### [RECORDS]
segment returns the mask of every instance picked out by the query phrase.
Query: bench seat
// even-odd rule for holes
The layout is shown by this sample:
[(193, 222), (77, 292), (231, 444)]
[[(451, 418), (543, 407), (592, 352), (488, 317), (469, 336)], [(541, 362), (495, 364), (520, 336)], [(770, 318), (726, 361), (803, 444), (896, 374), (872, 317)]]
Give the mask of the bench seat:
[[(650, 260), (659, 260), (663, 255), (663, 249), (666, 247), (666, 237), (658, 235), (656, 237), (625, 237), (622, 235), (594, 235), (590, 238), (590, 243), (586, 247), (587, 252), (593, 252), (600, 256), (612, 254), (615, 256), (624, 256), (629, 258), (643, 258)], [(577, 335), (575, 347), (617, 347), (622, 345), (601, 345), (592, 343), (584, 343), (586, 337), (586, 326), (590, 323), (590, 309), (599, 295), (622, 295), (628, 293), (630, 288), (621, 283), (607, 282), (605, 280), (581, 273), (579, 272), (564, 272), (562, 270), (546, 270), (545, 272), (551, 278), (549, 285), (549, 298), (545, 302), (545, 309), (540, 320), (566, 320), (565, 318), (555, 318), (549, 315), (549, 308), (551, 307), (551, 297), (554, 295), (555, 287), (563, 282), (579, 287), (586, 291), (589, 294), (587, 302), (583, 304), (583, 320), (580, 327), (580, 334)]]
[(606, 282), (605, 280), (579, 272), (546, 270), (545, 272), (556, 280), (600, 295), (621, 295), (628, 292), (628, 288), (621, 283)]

### [PROBLEM TO WORK ON]
Rewrite the material from its start through the line containing "Give the mask", putting "nonzero winding rule" in place of "even-odd rule" and leaving everything else unchanged. Return only that stretch.

### [RESULT OF THIS EXERCISE]
segment returns the mask of every instance picked out by the query phrase.
Query: bench seat
// nonzero winding rule for holes
The layout is shown by this sample:
[(193, 222), (77, 292), (231, 444)]
[[(451, 418), (543, 407), (592, 352), (488, 317), (469, 336)], [(541, 362), (495, 364), (520, 336)], [(770, 318), (726, 361), (803, 444), (896, 374), (872, 317)]]
Give the mask of the bench seat:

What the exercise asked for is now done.